Rating:  Summary: What a great book Review: The book is very well written and has a tremendous amount of investment knowledge and wisdom. Not just from an investment standpoint, but from a philosophical and moral standpoint. It is like reading a "brain dump" from a guy that has experienced all kinds of markets and market environments and shares his "lessons learned." I initialy liked it for his thought provoking analogies of how to create long term wealth but also enjoyed his thoughts on how not to be consumed by greed and the role of the family. As the book title states, Safely Prosperous or Really Rich. The book is basically two halves. The first halve deals with a safely proserous lifestyle and ways to achieve it and the second half is for he go getters that want to make lots of money safely and his thoughts on how to accomplish that. All in all, I enjoyed the book, it made me re-evaluate my long term philosophies on wealth.

◆ **Task description**: Could you copy out the whole book review above word for word?

◆ **Recorded information**:
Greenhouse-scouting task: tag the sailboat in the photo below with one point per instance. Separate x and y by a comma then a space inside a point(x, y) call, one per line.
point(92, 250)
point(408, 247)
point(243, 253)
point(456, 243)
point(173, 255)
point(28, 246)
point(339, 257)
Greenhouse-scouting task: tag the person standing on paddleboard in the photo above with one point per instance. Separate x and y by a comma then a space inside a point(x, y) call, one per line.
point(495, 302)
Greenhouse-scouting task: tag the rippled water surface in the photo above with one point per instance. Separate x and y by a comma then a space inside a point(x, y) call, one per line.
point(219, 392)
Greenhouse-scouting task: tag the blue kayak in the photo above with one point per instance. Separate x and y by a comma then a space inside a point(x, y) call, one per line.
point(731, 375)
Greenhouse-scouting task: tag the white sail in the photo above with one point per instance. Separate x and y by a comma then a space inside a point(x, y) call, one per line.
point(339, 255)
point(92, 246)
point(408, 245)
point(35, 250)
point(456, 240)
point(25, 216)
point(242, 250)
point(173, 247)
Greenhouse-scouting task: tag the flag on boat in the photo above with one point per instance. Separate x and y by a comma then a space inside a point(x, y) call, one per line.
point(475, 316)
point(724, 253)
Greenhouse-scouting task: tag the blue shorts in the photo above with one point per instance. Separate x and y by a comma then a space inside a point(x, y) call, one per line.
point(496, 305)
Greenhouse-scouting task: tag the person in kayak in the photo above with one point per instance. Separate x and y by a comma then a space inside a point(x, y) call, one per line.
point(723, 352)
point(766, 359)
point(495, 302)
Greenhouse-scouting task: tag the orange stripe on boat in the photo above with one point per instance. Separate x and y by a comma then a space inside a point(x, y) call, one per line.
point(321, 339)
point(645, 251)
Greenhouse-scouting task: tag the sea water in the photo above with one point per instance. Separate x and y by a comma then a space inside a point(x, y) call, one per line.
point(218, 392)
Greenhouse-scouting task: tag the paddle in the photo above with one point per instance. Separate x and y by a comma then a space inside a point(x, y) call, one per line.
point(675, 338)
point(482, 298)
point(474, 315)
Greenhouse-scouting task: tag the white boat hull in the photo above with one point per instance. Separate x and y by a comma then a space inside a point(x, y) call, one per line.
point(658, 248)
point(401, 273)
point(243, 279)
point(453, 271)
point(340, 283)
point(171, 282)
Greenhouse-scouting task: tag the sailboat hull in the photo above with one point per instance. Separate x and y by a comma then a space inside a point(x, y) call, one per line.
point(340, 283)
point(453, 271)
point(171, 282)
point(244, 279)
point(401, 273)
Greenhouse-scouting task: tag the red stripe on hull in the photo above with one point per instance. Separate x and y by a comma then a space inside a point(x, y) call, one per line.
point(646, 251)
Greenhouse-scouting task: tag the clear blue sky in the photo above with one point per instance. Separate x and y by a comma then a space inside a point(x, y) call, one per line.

◆ **Exercise answer**:
Rating:  Summary: What a great book Review: The book is very well written and has a tremendous amount of investment knowledge and wisdom. Not just from an investment standpoint, but from a philosophical and moral standpoint. It is like reading a "brain dump" from a guy that has experienced all kinds of markets and market environments and shares his "lessons learned." I initialy liked it for his thought provoking analogies of how to create long term wealth but also enjoyed his thoughts on how not to be consumed by greed and the role of the family. As the book title states, Safely Prosperous or Really Rich. The book is basically two halves. The first halve deals with a safely proserous lifestyle and ways to achieve it and the second half is for he go getters that want to make lots of money safely and his thoughts on how to accomplish that. All in all, I enjoyed the book, it made me re-evaluate my long term philosophies on wealth.